__Directions for this task__: Copies of all lines that contain "siding" are needed; take them from the data below.

__Point localization data__:
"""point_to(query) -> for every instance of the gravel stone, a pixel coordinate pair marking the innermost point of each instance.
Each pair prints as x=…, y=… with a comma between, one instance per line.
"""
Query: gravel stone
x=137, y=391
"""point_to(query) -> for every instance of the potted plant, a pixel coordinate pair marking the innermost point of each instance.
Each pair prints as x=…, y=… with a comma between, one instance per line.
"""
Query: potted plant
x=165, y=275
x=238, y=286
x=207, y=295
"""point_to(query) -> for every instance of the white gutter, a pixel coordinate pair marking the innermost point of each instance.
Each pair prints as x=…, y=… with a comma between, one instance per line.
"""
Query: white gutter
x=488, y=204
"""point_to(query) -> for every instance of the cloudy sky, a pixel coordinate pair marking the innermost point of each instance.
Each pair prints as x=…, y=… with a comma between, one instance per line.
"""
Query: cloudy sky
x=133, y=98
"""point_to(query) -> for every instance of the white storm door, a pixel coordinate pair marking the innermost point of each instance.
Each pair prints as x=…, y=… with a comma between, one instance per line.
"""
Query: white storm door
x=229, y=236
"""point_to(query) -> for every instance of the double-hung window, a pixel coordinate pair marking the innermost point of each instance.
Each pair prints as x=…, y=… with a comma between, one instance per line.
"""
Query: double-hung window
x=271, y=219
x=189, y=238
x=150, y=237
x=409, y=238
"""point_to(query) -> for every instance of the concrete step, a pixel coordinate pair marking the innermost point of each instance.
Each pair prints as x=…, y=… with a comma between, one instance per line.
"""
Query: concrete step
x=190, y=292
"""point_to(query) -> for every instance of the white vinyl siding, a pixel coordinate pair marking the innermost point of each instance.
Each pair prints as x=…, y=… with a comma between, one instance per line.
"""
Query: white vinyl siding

__Result for this task__:
"""point_to(query) -> for every instance of the white vinyl siding, a pixel coordinate pair marking the innermost point of each instance.
Query: white vinyl siding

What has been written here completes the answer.